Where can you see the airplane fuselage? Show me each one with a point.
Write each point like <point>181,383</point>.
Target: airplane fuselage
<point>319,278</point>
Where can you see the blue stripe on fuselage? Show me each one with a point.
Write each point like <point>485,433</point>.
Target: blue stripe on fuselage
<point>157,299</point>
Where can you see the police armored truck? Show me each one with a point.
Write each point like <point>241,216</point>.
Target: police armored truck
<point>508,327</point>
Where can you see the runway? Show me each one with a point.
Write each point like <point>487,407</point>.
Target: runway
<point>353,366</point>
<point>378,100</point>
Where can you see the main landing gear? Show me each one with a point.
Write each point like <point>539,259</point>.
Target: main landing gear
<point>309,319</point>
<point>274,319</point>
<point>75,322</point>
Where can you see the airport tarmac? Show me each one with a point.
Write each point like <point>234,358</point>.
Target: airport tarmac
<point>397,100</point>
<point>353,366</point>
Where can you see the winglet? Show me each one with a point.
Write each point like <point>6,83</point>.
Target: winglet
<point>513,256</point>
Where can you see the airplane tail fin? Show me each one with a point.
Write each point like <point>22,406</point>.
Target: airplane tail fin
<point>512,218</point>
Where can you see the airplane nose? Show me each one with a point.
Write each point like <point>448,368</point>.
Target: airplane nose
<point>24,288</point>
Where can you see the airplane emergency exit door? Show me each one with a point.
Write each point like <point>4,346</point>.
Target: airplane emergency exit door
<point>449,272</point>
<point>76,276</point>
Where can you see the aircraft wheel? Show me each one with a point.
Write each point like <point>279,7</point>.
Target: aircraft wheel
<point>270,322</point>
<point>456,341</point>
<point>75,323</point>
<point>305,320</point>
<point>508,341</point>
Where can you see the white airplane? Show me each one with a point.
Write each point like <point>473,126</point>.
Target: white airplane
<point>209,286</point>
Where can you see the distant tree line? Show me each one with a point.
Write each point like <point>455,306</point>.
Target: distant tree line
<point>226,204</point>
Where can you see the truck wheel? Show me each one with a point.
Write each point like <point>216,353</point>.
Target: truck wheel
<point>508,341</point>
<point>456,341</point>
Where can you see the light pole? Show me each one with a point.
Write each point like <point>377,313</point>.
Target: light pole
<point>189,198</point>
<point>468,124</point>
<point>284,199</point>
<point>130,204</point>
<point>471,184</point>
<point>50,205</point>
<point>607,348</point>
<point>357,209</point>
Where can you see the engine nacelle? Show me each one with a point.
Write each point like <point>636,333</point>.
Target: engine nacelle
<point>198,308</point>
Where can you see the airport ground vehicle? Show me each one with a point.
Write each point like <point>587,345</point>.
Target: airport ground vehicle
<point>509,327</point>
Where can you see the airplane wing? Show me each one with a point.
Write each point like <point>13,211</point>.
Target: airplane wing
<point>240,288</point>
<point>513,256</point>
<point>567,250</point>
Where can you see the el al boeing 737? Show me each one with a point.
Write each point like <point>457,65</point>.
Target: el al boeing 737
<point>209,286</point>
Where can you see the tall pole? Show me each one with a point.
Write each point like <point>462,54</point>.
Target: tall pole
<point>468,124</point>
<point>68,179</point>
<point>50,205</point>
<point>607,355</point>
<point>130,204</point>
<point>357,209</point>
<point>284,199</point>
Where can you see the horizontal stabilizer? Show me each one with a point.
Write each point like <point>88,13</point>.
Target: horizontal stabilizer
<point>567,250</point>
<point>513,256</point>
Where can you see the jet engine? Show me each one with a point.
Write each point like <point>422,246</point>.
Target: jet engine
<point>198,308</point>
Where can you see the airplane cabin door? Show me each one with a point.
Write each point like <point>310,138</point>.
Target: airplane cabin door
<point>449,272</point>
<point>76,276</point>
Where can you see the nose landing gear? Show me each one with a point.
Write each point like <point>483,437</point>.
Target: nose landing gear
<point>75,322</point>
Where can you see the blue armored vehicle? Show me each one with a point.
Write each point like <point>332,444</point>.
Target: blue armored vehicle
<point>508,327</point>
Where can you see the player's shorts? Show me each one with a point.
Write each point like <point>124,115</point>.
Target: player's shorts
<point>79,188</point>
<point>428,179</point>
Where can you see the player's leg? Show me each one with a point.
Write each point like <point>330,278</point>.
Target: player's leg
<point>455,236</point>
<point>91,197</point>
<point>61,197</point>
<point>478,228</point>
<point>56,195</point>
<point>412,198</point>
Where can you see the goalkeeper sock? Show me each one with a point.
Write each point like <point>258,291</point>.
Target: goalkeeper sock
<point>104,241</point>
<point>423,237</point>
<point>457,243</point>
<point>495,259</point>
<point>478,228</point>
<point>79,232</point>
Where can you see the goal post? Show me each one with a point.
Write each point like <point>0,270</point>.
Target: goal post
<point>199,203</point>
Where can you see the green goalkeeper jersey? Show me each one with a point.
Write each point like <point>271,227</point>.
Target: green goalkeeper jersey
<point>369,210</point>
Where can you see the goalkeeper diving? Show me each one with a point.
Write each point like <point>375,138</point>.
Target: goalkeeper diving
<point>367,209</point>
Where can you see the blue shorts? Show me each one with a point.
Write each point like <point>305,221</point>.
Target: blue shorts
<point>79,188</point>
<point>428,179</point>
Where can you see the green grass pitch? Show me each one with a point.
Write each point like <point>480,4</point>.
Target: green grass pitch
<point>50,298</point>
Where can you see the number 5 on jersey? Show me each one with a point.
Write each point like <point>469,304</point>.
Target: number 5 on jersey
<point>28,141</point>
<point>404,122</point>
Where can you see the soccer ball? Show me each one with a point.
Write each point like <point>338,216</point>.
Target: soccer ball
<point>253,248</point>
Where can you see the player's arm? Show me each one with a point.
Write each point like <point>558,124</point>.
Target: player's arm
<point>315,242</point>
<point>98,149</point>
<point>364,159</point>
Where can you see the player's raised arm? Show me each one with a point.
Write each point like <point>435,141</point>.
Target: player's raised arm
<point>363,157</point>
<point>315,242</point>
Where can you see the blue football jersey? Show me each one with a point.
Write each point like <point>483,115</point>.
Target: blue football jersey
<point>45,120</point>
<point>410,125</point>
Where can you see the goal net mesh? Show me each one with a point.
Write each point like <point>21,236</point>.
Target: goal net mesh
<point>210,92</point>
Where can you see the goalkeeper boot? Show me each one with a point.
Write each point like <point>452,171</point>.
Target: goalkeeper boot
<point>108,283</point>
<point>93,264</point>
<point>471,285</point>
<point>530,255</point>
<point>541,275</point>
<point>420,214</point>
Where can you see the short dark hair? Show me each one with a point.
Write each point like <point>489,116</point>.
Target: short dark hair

= = = =

Written instruction. Reproduce all of the records above word for word, from the first line to the last.

Solved problem.
Where can you see the airplane fuselage? Show me each one with a point.
Write each point like <point>181,383</point>.
Target: airplane fuselage
<point>319,278</point>
Where can you see the blue stripe on fuselage? Show me each one with a point.
Write each point like <point>485,433</point>.
Target: blue stripe on fuselage
<point>157,299</point>
Where can you see the police armored truck? Show me each one with a point.
Write each point like <point>241,216</point>.
Target: police armored truck
<point>508,327</point>
Where can you see the runway? Show me each one with a point.
Write each point like <point>487,407</point>.
Target: runway
<point>353,366</point>
<point>378,100</point>
Where can you see the main landing gear? Show me each one with a point.
Write each point like <point>539,259</point>.
Target: main landing gear
<point>309,319</point>
<point>274,319</point>
<point>75,322</point>
Where can you see the airport tarmac? Show me each one with a point.
Write each point like <point>234,358</point>.
Target: airport tarmac
<point>397,100</point>
<point>353,366</point>
Where can you see the winglet? Show me each one with a point.
Write each point like <point>6,83</point>.
Target: winglet
<point>513,256</point>
Where can you see the airplane tail fin? Show me each one with a point.
Write each point like <point>22,406</point>.
Target: airplane tail fin
<point>512,218</point>
Where can you see the airplane nose? Show me each one with a point.
Write each point like <point>448,368</point>.
Target: airplane nose
<point>24,288</point>
Where can you see the airplane emergency exit door? Show me each one with a point.
Write each point like <point>4,346</point>.
Target: airplane emergency exit door
<point>449,272</point>
<point>76,276</point>
Where can you see the aircraft wheel? Show me each one with a point.
Write each point like <point>279,7</point>.
Target: aircraft wheel
<point>270,322</point>
<point>456,341</point>
<point>75,323</point>
<point>305,320</point>
<point>508,341</point>
Where can you see the white airplane? Show me each one with a point.
Write each point like <point>473,126</point>.
Target: white airplane
<point>209,286</point>
Where can you see the distant tree line? Show me each one with a point.
Write each point like <point>455,306</point>.
Target: distant tree line
<point>226,204</point>
Where can you see the truck wheel? Show me each one with a point.
Write each point like <point>216,353</point>.
Target: truck wheel
<point>508,341</point>
<point>456,341</point>
Where can you see the light pole? Show me each one with a point.
Write each point like <point>377,313</point>.
Target: light pole
<point>189,198</point>
<point>468,124</point>
<point>284,199</point>
<point>130,204</point>
<point>471,184</point>
<point>50,205</point>
<point>607,348</point>
<point>357,209</point>
Where can you see the engine nacelle? Show me each one with a point.
Write each point like <point>636,333</point>.
Target: engine nacelle
<point>198,308</point>
Where can you see the airport ground vehicle? Show me each one with a point.
Write each point like <point>587,345</point>.
Target: airport ground vehicle
<point>509,327</point>
Where can you see the airplane wing? Show me each one with a point.
Write each point like <point>13,211</point>.
Target: airplane wing
<point>240,288</point>
<point>513,256</point>
<point>567,250</point>
Where can you see the el al boeing 737? Show me each one with a point.
Write each point like <point>457,65</point>.
Target: el al boeing 737
<point>209,286</point>
Where can you see the tall pole? Show me each one with a point.
Write each point like <point>462,54</point>.
Target: tall pole
<point>468,124</point>
<point>68,179</point>
<point>50,205</point>
<point>607,355</point>
<point>130,204</point>
<point>357,209</point>
<point>284,199</point>
Where can you see the horizontal stabilizer? Show me each one with a point.
Write each point like <point>88,13</point>.
Target: horizontal stabilizer
<point>567,250</point>
<point>513,256</point>
Where can you see the jet engine? Show me each one with a point.
Write each point like <point>422,246</point>.
Target: jet engine
<point>198,308</point>
Where can you see the airplane cabin door? Show me each one with a point.
Write each point like <point>310,138</point>.
Target: airplane cabin door
<point>449,272</point>
<point>76,276</point>
Where can you see the nose landing gear? Show me each one with a point.
Write each point like <point>483,437</point>.
Target: nose landing gear
<point>75,322</point>
Where can you see the blue armored vehicle? Show me each one with a point.
Write each point like <point>332,444</point>.
Target: blue armored vehicle
<point>508,327</point>
Where can you see the player's shorts? Show me each one with a point.
Write each point like <point>124,115</point>.
Target: player's shorts
<point>79,188</point>
<point>428,179</point>
Where can you see the player's leg? Show me each one with a point.
Write each point like <point>330,278</point>.
Target: player's leg
<point>455,236</point>
<point>91,197</point>
<point>61,197</point>
<point>478,228</point>
<point>56,195</point>
<point>412,198</point>
Where can you see the goalkeeper sock? Show me each one with a point.
Write each point like <point>258,291</point>.
Target: goalkeeper sock
<point>104,241</point>
<point>423,237</point>
<point>457,243</point>
<point>495,259</point>
<point>478,228</point>
<point>79,232</point>
Where can you see the goal post? Show me each one with a point.
Write each point like <point>0,270</point>.
Target: goal post
<point>199,203</point>
Where can you see the green goalkeeper jersey? Show me each one with a point.
Write each point like <point>271,227</point>.
Target: green goalkeeper jersey
<point>369,210</point>
Where can you see the goalkeeper diving? Show me each one with a point.
Write each point like <point>375,138</point>.
Target: goalkeeper diving
<point>367,209</point>
Where can you see the blue shorts? Show me each one with a point.
Write each point like <point>305,221</point>.
Target: blue shorts
<point>79,188</point>
<point>428,179</point>
Where can you see the green grass pitch? Show me each one with a point.
Write each point like <point>480,4</point>.
Target: green grass pitch
<point>50,298</point>
Where can you see the number 5 on jersey? Show me each one with a point.
Write each point like <point>469,304</point>.
Target: number 5 on jersey
<point>28,141</point>
<point>404,122</point>
Where can you see the soccer ball? Show me each one with a point.
Write each point like <point>338,216</point>.
Target: soccer ball
<point>253,248</point>
Where can you see the player's arm? Show me each one with a point.
Write each point like <point>558,124</point>.
Target: player's arm
<point>315,242</point>
<point>98,149</point>
<point>364,159</point>
Where can you see the player's raised arm? Show me each one with a point.
Write each point like <point>435,141</point>.
Target: player's raised arm
<point>363,157</point>
<point>315,242</point>
Where can you see the blue football jersey? Show me each one with a point.
Write each point like <point>483,115</point>.
Target: blue football jersey
<point>45,120</point>
<point>410,125</point>
Where can you see the goal net mesh? Show me each one with a point.
Write each point like <point>21,236</point>.
Target: goal net mesh
<point>210,92</point>
Where can you see the goalkeeper boot? Show me each one with a point.
Write each point like <point>452,171</point>.
Target: goalkeeper boot
<point>108,283</point>
<point>93,264</point>
<point>471,285</point>
<point>530,255</point>
<point>541,275</point>
<point>420,214</point>
Where can you see the short dark hair? Show me each one with a point.
Write each point like <point>489,116</point>.
Target: short dark hair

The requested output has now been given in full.